What the task requires =
Write down every entry once more, exactly as it reads.

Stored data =
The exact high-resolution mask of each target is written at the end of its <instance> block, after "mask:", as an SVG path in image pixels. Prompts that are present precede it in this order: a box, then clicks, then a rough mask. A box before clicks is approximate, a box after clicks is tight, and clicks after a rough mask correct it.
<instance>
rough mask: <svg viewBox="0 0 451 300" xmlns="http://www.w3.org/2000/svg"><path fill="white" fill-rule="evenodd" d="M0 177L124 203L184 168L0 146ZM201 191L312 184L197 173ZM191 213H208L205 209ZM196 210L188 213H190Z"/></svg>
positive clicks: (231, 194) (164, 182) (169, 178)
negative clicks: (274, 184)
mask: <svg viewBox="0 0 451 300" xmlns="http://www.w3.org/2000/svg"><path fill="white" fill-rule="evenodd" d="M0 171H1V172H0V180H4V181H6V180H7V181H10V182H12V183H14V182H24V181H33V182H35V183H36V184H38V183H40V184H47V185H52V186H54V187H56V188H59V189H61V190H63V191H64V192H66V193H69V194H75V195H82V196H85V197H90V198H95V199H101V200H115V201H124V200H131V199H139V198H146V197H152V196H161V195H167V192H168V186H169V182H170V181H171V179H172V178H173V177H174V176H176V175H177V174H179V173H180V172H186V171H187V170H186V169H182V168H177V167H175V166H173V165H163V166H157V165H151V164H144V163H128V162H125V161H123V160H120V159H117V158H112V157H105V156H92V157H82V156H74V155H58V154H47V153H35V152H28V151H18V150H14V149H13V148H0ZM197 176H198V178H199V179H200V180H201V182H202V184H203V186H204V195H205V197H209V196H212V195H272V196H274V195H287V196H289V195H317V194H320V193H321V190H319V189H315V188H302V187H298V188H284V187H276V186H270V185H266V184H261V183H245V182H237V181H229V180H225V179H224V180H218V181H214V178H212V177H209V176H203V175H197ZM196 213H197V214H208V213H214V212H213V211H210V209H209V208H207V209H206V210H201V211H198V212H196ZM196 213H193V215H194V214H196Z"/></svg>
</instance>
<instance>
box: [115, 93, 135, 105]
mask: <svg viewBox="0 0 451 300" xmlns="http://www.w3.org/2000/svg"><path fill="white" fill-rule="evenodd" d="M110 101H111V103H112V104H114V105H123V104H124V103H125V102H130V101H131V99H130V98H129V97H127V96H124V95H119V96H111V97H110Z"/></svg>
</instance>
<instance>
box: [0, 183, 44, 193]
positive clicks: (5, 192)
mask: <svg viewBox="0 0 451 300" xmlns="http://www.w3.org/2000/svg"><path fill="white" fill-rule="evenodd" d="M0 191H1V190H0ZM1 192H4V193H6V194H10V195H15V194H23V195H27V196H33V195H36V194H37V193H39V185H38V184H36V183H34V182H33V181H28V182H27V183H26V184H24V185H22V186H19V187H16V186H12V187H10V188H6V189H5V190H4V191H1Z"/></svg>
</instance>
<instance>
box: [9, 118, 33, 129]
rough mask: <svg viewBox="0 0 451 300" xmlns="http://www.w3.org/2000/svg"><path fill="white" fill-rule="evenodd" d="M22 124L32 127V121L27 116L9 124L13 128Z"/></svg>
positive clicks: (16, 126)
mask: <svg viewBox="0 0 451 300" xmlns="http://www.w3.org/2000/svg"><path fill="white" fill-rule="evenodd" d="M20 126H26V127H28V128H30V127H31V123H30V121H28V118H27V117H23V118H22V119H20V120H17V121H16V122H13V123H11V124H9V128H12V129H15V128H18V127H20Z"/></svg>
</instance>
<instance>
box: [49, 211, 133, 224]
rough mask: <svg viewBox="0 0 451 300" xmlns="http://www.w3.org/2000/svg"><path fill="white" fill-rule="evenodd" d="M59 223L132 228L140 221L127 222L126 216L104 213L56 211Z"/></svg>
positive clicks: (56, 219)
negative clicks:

Expected output =
The exact high-resolution mask of each target is written at the end of its <instance> block, after "mask:", as an SVG path in image pixels. Prompts that are present precede it in this order: a box, then clicks, then a rough mask. A box before clicks is approximate, a box after clicks is tight, and clicks after a rough mask correct it.
<instance>
rough mask: <svg viewBox="0 0 451 300" xmlns="http://www.w3.org/2000/svg"><path fill="white" fill-rule="evenodd" d="M0 177L124 203L184 168L0 146ZM201 191L312 184L197 173ZM191 213H208L205 209ZM196 210L188 213H190Z"/></svg>
positive clicks: (231, 194) (164, 182) (169, 178)
negative clicks: (274, 184)
mask: <svg viewBox="0 0 451 300" xmlns="http://www.w3.org/2000/svg"><path fill="white" fill-rule="evenodd" d="M0 171H1V172H0V180H4V181H6V180H7V181H10V182H12V183H14V182H24V181H33V182H35V183H36V184H38V183H40V184H47V185H52V186H54V187H56V188H59V189H61V190H63V191H64V192H66V193H69V194H75V195H82V196H85V197H90V198H95V199H101V200H115V201H124V200H131V199H139V198H146V197H152V196H161V195H167V192H168V186H169V182H170V181H171V179H172V178H173V177H174V176H176V175H177V174H179V173H180V172H186V171H187V170H186V169H182V168H177V167H175V166H173V165H163V166H157V165H151V164H144V163H128V162H125V161H123V160H120V159H117V158H112V157H105V156H92V157H82V156H74V155H58V154H47V153H35V152H28V151H18V150H14V149H13V148H0ZM197 176H198V178H199V179H200V180H201V182H202V184H203V186H204V195H205V197H209V196H212V195H272V196H274V195H287V196H289V195H317V194H320V193H321V190H319V189H315V188H302V187H298V188H284V187H276V186H270V185H266V184H261V183H245V182H237V181H229V180H225V179H224V180H218V181H214V178H212V177H209V176H203V175H197ZM196 213H197V214H208V213H214V212H213V211H210V209H209V208H207V209H206V210H201V211H198V212H196ZM196 213H193V215H194V214H196Z"/></svg>
</instance>
<instance>
box: [115, 93, 135, 105]
mask: <svg viewBox="0 0 451 300" xmlns="http://www.w3.org/2000/svg"><path fill="white" fill-rule="evenodd" d="M110 101H111V103H112V104H114V105H123V104H124V103H125V102H130V101H131V99H130V98H129V97H127V96H124V95H119V96H111V97H110Z"/></svg>
</instance>
<instance>
box: [0, 183, 44, 193]
positive clicks: (5, 192)
mask: <svg viewBox="0 0 451 300" xmlns="http://www.w3.org/2000/svg"><path fill="white" fill-rule="evenodd" d="M0 191H1V190H0ZM1 192H4V193H6V194H10V195H15V194H23V195H27V196H33V195H36V194H37V193H39V185H38V184H36V183H34V182H33V181H28V182H27V183H26V184H24V185H22V186H19V187H16V186H12V187H10V188H6V189H5V190H4V191H1Z"/></svg>
</instance>
<instance>
box: [9, 118, 33, 129]
rough mask: <svg viewBox="0 0 451 300" xmlns="http://www.w3.org/2000/svg"><path fill="white" fill-rule="evenodd" d="M22 124L32 127V121L27 116L9 124L13 128Z"/></svg>
positive clicks: (16, 126)
mask: <svg viewBox="0 0 451 300" xmlns="http://www.w3.org/2000/svg"><path fill="white" fill-rule="evenodd" d="M20 126H26V127H28V128H30V127H31V123H30V121H28V118H27V117H23V118H22V119H20V120H17V121H16V122H13V123H11V124H9V128H12V129H15V128H18V127H20Z"/></svg>
</instance>
<instance>
box: [49, 211, 133, 224]
rough mask: <svg viewBox="0 0 451 300" xmlns="http://www.w3.org/2000/svg"><path fill="white" fill-rule="evenodd" d="M59 223L132 228L140 221L127 222L126 216L104 213L56 211Z"/></svg>
positive clicks: (56, 219)
negative clicks:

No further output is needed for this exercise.